» **Available data**:
···
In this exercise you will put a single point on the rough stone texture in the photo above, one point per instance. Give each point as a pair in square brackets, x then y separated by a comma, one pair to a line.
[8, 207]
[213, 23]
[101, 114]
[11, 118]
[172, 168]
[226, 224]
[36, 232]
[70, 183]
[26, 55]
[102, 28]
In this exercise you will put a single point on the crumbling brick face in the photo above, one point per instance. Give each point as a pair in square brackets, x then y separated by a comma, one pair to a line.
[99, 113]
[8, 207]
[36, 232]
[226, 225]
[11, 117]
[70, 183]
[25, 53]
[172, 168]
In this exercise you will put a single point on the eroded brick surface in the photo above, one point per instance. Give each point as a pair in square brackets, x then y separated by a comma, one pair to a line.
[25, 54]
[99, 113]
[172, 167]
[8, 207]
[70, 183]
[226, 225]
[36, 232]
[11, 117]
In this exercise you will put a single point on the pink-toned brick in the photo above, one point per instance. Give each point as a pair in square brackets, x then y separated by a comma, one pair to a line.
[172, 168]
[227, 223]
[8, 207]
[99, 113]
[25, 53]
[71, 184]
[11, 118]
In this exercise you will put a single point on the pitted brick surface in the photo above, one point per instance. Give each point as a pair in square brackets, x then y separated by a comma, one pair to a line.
···
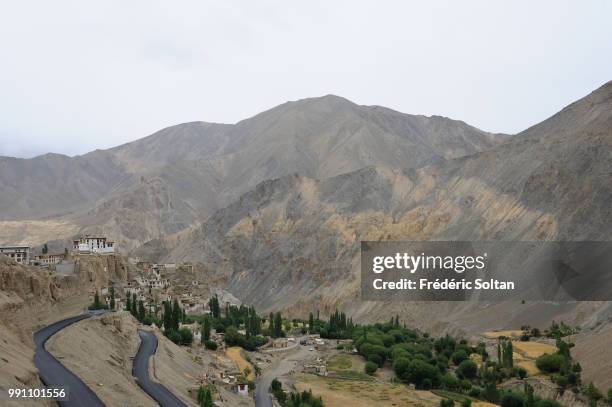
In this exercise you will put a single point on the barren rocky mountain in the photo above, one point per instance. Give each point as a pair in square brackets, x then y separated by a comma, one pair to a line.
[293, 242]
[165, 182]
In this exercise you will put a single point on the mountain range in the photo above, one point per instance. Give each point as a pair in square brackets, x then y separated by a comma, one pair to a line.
···
» **What to work on**:
Everything from the line with "on the pink-toned" through the line with "on the pitted" should be written out exactly as it appears above, end lines included, and nothing outside that range.

» **Exercise result**:
In this exercise you will put a single point on the pink-toned brick in the photo above, one point per instance. Give each point as a pair in square brackets, x then y separated by a comma, one pair to a line.
[172, 168]
[227, 223]
[8, 207]
[99, 113]
[25, 53]
[71, 184]
[11, 118]
In this exercise you will put a single point on the pitted brick surface in the photo above, one point per instance. Give each point as a pair in square brackets, x then y separated by a comma, one pair to a line.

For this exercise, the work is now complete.